> _Exercise requirements_
Line by line, copy all of the data exactly.

[Natural-language object grounding data]
□ □ □

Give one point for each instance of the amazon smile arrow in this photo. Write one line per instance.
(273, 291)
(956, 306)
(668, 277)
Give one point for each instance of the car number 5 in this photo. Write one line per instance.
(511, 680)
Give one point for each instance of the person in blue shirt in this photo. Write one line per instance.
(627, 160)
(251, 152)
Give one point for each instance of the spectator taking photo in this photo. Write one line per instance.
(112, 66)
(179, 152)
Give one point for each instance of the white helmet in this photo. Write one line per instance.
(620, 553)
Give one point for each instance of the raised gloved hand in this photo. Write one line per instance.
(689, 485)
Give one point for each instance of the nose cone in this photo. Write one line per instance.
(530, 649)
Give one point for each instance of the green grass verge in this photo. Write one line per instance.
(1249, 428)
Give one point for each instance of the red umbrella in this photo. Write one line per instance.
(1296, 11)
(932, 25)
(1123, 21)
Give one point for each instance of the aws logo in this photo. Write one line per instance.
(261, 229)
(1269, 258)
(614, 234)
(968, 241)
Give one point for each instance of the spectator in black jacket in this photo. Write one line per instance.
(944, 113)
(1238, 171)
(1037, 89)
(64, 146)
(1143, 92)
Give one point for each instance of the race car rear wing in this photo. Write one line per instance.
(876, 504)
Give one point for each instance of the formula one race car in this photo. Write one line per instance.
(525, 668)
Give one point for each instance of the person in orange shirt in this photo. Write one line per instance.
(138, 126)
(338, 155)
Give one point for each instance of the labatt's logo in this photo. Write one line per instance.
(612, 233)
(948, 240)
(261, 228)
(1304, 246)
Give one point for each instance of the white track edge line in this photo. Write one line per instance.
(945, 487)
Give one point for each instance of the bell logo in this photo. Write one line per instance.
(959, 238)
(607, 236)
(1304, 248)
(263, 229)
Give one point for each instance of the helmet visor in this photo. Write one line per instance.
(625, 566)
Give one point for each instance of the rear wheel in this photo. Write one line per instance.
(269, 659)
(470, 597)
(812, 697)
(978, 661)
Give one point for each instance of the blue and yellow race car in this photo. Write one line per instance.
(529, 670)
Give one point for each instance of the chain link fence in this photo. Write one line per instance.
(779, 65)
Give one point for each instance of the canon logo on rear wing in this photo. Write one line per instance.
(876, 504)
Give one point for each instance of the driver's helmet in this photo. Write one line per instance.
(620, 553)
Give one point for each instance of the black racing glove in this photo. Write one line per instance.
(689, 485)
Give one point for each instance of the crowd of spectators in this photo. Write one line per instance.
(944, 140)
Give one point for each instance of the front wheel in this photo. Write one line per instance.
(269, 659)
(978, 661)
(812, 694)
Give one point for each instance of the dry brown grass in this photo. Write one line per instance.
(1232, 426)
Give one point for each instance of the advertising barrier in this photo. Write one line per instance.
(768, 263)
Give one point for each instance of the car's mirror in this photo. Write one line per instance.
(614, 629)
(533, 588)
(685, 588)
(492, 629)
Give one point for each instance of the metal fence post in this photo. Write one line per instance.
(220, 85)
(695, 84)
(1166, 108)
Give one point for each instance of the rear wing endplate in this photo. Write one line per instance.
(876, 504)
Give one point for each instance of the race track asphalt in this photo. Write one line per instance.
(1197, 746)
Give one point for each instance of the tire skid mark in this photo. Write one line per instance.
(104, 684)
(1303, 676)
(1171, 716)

□ □ □

> _Your solution_
Give one point for each instance of the amazon smile arrow in this photo. Write one line per instance.
(273, 291)
(956, 306)
(668, 277)
Give one point for each instance of the car number 5 in this photo. Write one line per instance.
(511, 680)
Give one point for each instance of the person in blue shirt in this photo. Write one line per instance.
(627, 160)
(251, 152)
Give one point for each instance of the spectator taking photo in this photo. Write one line per instance.
(112, 66)
(179, 152)
Give one point for each instance of the white helmet in this photo. Write one line per instance.
(620, 553)
Give one point for each instance of the raised gloved hand in this photo. Write one line per instance.
(689, 485)
Give one point for each instance of the nose cone in this photo. Write one line per instance.
(530, 649)
Give one point for each instance of the green grass verge in this photo. Write one line per instance.
(1249, 428)
Give one point for each instance of the red umbrella in this photo. Write one line per instance.
(1296, 11)
(932, 25)
(1123, 21)
Give one point for each instance of the aws logo in this photo. Write one line per instance.
(261, 229)
(1269, 258)
(614, 234)
(968, 241)
Give one point for each instance of the spectator in black jacket in this photo. Write one line per instance.
(944, 113)
(1238, 171)
(1037, 89)
(64, 146)
(1143, 92)
Give one point for each instance of the race car rear wing in this photo. Write one line per instance.
(876, 504)
Give one point for each instance of the formula one race car in this photo. Write one line per instance.
(525, 668)
Give one point for each instance of the person in orange shirt in this photo. Write one line per instance.
(138, 126)
(338, 155)
Give one point for each instance of the labatt's logo in this photo. Write one line per instance.
(612, 233)
(948, 240)
(261, 228)
(1304, 246)
Give one point for each instance of the white track edge line in this photo. Write one line per instance.
(945, 487)
Give one point for each instance of the bell logo in this photo. Write one line per instance.
(959, 238)
(607, 236)
(1304, 248)
(263, 229)
Give one point for each instance of the helmet visor in this photo. Write one line per instance.
(625, 566)
Give one point for each instance of the rear wheel in this photo. Write one line per instance.
(269, 659)
(470, 597)
(812, 697)
(978, 661)
Give one point for each instance of the blue and yellow race car in this photo. Write one line per instance.
(529, 670)
Give one point for each instance of the chain link fence in this photo. Write one line per instance.
(779, 65)
Give one point for each instance of the canon logo on rear wing in this photo. Write one line per instance.
(876, 504)
Give one point for each instance of the driver's helmet in this photo. Write one line per instance.
(620, 553)
Give one point for each instance of the black racing glove in this photo. Write one line per instance.
(689, 485)
Give one point for each instance of the crowd of spectators in this photo. Write one line per instance.
(944, 140)
Give one point for each instance of the front wheel in this photo. Write one line per instance.
(269, 659)
(978, 661)
(812, 694)
Give one point for each instance of the dry brown grass in this photo. Write one line per instance.
(1232, 426)
Give one point for each instance of the advertising barrier in this photo. Write one line per instance.
(768, 263)
Give one point for each instance of the car's mirror in this photo. Write one line per instance.
(614, 629)
(533, 588)
(685, 588)
(492, 629)
Give one point for each instance of the metal fence post in this photo. Write one line per instance.
(220, 85)
(695, 84)
(1166, 108)
Give one point for each instance of the rear wing endplate in this photo. Write one line per instance.
(876, 504)
Give one point for each instance of the race track asphalt in this photo. Write one line per instance.
(1197, 746)
Give one point for each instance of the tire skid mark in this photo. Write one line per instance.
(104, 684)
(1303, 676)
(1171, 716)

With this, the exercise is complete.